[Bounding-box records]
________

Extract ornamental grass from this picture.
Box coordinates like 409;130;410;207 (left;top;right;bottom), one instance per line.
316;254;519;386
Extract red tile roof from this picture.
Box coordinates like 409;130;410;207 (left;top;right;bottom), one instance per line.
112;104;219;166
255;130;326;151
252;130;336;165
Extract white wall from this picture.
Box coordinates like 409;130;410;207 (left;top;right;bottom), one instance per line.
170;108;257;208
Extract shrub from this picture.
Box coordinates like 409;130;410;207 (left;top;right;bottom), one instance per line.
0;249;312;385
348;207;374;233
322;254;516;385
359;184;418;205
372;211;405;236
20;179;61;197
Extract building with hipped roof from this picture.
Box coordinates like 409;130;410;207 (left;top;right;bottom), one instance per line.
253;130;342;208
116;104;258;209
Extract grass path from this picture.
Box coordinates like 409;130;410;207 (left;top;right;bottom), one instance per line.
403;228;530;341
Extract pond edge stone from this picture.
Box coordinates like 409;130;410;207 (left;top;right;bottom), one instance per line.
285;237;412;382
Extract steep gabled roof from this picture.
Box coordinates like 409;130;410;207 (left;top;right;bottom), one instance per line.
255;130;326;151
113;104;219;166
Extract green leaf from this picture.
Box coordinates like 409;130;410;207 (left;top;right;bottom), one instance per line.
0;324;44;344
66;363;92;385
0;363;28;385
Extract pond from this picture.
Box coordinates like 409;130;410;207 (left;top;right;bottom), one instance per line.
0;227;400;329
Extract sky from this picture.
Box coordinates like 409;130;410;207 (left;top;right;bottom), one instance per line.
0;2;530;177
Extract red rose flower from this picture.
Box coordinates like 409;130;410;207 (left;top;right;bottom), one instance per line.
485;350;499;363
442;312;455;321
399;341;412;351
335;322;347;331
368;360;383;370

________

▸ **THE EXERCISE**
Copy out again every line of the records from the one containing "Extract pond from this picture." through the final line of the records, including both ends.

▸ **TASK RESPONSE**
Extract pond from this picture.
Box coordinates like 409;130;410;207 (left;top;right;bottom), one instance per line.
0;227;400;329
Extract sky from this picture.
Box coordinates like 409;130;410;207 (left;top;right;bottom), one instance per line.
0;2;530;177
Extract red rose flower from this picture.
Box coordinates like 409;130;410;207 (left;top;right;bottom), one instance per line.
485;350;499;363
442;312;455;321
399;341;412;351
335;322;347;331
368;360;383;370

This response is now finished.